#### [What the task asks]
Count the lines in the items below that contain the string "jako", treating case as significant. Reply with the number alone.

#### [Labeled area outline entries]
▶
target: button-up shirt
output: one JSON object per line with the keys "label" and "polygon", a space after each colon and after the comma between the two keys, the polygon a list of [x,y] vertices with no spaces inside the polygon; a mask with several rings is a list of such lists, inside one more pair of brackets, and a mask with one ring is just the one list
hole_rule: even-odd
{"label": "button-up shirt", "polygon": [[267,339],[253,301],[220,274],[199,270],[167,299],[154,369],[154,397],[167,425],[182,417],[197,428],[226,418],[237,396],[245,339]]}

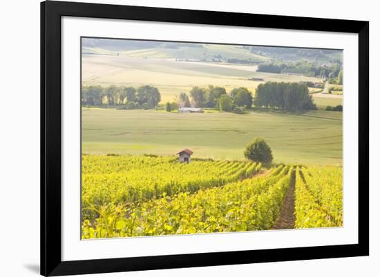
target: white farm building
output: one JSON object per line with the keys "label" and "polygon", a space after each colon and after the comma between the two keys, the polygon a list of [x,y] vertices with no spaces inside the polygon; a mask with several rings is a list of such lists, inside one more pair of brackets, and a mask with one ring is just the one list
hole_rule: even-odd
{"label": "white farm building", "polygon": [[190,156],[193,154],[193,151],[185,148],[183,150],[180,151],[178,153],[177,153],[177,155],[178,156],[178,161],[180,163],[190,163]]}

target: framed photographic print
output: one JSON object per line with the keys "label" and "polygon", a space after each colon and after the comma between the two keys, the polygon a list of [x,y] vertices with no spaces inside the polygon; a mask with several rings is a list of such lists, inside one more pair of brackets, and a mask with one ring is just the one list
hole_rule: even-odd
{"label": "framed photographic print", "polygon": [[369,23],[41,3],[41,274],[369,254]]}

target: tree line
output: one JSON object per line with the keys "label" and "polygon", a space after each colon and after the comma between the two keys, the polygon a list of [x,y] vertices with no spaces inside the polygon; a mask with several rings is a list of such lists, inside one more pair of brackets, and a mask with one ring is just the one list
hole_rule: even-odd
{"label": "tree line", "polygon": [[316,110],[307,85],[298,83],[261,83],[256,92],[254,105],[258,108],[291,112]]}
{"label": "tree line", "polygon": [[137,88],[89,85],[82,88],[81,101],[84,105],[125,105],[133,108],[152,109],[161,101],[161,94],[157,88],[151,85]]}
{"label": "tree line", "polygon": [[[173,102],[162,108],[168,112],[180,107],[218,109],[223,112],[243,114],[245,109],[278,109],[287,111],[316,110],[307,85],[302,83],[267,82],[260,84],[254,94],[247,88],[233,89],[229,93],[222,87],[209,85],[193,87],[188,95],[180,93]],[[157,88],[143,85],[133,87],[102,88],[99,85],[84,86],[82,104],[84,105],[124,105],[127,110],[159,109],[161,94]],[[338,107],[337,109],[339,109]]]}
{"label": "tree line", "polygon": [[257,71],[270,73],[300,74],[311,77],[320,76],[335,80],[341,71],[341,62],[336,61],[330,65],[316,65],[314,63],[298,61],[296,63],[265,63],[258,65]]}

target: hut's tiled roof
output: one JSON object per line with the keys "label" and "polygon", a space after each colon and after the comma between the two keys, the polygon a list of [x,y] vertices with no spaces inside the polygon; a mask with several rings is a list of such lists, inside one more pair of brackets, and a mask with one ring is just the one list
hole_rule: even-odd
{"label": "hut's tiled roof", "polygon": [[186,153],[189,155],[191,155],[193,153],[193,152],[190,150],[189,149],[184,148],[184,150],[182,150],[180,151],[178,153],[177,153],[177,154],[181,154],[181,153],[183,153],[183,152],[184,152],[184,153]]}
◀
▶
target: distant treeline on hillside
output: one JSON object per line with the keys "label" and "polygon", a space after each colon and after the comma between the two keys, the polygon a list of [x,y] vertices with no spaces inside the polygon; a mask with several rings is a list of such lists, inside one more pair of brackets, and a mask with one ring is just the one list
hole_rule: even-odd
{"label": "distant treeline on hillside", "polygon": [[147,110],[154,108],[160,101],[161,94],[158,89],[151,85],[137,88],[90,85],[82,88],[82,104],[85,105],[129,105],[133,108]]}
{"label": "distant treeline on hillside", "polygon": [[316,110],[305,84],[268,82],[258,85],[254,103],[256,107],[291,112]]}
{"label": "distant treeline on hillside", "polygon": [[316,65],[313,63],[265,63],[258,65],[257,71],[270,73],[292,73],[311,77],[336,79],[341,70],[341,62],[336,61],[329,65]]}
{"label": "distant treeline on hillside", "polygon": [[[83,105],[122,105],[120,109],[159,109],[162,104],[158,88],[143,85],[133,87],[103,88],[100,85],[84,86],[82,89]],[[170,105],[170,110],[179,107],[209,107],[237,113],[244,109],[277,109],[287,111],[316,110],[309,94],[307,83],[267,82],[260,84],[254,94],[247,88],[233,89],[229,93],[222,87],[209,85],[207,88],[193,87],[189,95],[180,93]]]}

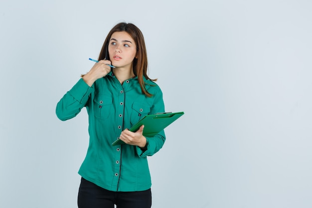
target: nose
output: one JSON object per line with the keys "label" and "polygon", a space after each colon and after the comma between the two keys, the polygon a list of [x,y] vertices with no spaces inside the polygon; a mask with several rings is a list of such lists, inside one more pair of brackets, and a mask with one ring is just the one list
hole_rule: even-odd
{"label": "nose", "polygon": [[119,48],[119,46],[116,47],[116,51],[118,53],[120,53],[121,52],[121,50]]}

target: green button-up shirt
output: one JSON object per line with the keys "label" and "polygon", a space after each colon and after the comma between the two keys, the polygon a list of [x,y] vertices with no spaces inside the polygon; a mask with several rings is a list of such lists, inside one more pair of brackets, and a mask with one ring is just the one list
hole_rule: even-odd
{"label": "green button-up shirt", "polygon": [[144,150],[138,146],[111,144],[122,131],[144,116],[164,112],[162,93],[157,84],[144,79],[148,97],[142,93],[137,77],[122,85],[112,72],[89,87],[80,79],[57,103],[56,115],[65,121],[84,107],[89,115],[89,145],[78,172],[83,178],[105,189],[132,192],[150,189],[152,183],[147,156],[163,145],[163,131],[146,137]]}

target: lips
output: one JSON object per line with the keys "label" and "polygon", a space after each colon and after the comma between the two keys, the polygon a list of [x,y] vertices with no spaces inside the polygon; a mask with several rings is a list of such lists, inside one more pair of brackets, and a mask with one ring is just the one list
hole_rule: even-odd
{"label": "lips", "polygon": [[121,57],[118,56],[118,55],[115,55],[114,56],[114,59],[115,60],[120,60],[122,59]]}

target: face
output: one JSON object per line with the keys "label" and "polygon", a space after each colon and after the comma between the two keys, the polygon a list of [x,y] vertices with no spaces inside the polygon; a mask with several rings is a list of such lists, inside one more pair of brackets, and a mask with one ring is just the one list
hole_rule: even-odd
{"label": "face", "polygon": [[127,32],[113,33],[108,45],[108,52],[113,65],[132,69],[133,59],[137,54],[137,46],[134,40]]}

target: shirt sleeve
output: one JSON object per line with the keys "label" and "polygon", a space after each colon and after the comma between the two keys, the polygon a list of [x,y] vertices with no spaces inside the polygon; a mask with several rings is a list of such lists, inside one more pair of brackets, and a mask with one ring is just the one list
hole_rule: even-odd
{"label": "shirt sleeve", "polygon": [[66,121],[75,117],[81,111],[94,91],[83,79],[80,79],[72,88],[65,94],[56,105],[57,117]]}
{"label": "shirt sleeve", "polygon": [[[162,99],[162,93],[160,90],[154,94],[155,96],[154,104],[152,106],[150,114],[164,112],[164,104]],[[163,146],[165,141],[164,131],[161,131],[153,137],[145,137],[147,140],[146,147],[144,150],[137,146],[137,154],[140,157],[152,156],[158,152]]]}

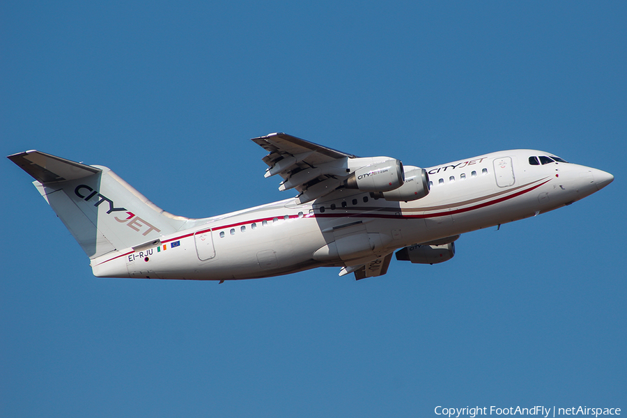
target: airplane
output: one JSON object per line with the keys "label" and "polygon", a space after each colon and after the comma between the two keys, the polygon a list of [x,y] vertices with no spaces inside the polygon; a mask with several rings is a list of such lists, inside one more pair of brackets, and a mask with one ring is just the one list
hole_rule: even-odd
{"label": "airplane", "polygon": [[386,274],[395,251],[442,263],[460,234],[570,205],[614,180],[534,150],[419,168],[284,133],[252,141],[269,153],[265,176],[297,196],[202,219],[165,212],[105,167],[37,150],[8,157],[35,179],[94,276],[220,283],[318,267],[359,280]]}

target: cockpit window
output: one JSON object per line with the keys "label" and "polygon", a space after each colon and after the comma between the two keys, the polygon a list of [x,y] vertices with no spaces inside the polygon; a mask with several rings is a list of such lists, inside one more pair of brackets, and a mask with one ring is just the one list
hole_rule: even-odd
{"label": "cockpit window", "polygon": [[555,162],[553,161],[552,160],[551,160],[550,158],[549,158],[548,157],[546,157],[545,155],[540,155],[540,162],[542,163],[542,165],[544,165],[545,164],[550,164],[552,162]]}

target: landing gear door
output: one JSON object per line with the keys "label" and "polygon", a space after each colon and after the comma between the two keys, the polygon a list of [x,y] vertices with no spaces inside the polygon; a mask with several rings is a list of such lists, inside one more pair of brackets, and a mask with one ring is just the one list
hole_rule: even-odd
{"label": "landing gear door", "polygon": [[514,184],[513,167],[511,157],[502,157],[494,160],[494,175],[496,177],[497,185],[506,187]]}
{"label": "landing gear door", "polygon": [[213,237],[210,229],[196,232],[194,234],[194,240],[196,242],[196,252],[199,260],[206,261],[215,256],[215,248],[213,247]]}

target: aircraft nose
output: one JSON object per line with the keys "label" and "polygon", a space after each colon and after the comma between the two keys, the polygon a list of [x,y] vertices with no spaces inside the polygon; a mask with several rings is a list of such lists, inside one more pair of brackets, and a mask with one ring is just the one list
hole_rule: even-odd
◀
▶
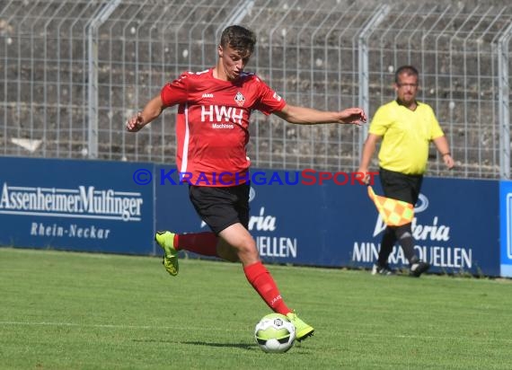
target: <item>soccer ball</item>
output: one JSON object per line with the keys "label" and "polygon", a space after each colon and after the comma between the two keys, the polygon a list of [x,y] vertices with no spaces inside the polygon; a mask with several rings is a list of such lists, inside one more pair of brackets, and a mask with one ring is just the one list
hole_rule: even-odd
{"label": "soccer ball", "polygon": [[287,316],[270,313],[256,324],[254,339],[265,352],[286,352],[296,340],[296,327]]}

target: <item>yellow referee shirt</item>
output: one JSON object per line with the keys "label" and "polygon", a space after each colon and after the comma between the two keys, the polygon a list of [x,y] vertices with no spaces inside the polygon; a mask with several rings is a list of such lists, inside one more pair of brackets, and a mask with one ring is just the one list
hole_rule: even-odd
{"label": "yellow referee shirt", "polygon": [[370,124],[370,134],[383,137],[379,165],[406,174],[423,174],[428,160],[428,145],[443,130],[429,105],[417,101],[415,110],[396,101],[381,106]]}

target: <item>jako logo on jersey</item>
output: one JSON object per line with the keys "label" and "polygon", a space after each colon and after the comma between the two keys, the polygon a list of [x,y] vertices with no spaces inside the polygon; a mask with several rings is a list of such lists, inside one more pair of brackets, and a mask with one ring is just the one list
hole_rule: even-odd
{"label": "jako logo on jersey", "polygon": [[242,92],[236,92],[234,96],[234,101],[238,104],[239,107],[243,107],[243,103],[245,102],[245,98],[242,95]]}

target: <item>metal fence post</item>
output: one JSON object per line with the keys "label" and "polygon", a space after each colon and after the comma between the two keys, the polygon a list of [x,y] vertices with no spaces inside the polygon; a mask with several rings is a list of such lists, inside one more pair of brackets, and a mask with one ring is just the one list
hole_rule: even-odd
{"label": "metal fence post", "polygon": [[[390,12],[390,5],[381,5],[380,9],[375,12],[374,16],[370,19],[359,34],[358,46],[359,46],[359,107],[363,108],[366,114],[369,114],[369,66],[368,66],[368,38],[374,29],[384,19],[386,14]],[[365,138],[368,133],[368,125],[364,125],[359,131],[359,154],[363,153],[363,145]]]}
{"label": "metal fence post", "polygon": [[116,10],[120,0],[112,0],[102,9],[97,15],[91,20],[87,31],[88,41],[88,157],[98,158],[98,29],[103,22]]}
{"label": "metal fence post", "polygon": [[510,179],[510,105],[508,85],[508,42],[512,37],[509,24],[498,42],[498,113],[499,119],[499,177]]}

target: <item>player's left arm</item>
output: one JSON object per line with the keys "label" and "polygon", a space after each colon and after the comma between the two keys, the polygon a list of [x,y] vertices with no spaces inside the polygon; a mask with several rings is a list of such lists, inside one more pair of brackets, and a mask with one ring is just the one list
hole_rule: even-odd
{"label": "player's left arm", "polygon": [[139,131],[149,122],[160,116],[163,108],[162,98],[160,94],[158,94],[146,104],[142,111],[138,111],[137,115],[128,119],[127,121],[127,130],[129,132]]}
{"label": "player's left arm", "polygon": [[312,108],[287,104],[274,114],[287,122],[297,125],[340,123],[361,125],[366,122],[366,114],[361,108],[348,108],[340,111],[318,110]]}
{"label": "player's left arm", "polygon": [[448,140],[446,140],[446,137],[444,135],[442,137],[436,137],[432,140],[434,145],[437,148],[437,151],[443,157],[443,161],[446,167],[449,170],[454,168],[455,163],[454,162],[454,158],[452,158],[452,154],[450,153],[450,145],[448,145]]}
◀
#### [Response to this exercise]
2